- Work item: The listing below is to be output in its exact form.

- Provided data:
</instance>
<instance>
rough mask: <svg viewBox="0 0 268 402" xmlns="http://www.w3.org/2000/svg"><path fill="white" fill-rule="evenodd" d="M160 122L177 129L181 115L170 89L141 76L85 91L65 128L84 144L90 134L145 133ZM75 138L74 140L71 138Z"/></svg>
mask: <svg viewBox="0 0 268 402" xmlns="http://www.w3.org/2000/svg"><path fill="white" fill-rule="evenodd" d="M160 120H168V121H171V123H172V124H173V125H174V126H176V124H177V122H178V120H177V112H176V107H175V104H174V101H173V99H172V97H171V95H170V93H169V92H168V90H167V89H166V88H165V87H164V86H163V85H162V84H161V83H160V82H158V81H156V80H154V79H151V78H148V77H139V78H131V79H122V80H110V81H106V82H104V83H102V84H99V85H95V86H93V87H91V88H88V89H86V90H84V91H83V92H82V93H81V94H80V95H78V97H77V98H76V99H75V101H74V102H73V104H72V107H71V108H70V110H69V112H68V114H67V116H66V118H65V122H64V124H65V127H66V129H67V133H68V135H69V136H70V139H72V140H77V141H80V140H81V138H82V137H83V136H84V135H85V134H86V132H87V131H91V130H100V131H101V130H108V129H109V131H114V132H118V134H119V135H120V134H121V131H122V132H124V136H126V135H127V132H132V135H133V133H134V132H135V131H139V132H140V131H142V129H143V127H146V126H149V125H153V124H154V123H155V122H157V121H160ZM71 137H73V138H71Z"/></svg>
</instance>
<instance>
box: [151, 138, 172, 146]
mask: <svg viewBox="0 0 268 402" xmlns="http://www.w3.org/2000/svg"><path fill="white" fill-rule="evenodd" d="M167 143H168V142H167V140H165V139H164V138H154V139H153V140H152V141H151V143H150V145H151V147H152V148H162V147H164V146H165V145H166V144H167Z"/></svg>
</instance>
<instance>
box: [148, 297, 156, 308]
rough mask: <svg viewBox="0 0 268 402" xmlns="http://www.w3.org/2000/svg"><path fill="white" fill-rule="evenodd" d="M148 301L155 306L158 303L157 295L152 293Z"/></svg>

- Answer to the problem:
</instance>
<instance>
rough mask: <svg viewBox="0 0 268 402" xmlns="http://www.w3.org/2000/svg"><path fill="white" fill-rule="evenodd" d="M160 122L177 129L181 115L170 89L141 76L85 91L65 128L84 144L90 134L145 133ZM75 138L74 140L71 138Z"/></svg>
mask: <svg viewBox="0 0 268 402" xmlns="http://www.w3.org/2000/svg"><path fill="white" fill-rule="evenodd" d="M160 120H168V121H171V123H172V124H173V125H174V126H176V124H177V122H178V120H177V112H176V107H175V104H174V101H173V99H172V97H171V95H170V93H169V92H168V90H167V89H166V88H165V87H164V86H163V85H162V84H161V83H160V82H158V81H156V80H154V79H151V78H148V77H139V78H131V79H122V80H110V81H106V82H104V83H102V84H99V85H95V86H93V87H91V88H88V89H86V90H84V91H83V92H82V93H81V94H80V95H78V97H77V98H76V99H75V101H74V102H73V104H72V107H71V108H70V110H69V112H68V114H67V116H66V118H65V122H64V124H65V127H66V129H67V133H68V135H69V136H70V139H72V140H77V141H80V140H81V138H82V137H83V136H84V135H85V134H86V132H87V131H91V130H100V131H101V130H108V129H109V131H114V132H118V134H119V135H120V134H121V131H122V132H124V136H126V135H127V132H132V135H133V133H134V132H135V131H139V132H140V131H142V129H143V127H146V126H149V125H153V124H154V123H155V122H157V121H160ZM71 137H73V138H71Z"/></svg>
</instance>
<instance>
box: [151, 138, 172, 146]
mask: <svg viewBox="0 0 268 402" xmlns="http://www.w3.org/2000/svg"><path fill="white" fill-rule="evenodd" d="M167 143H168V142H167V140H165V139H164V138H154V139H153V140H152V141H151V143H150V145H151V147H152V148H162V147H164V146H165V145H166V144H167Z"/></svg>
</instance>
<instance>
box: [148, 297, 156, 308]
rough mask: <svg viewBox="0 0 268 402" xmlns="http://www.w3.org/2000/svg"><path fill="white" fill-rule="evenodd" d="M148 301L155 306L158 303L157 295L152 293Z"/></svg>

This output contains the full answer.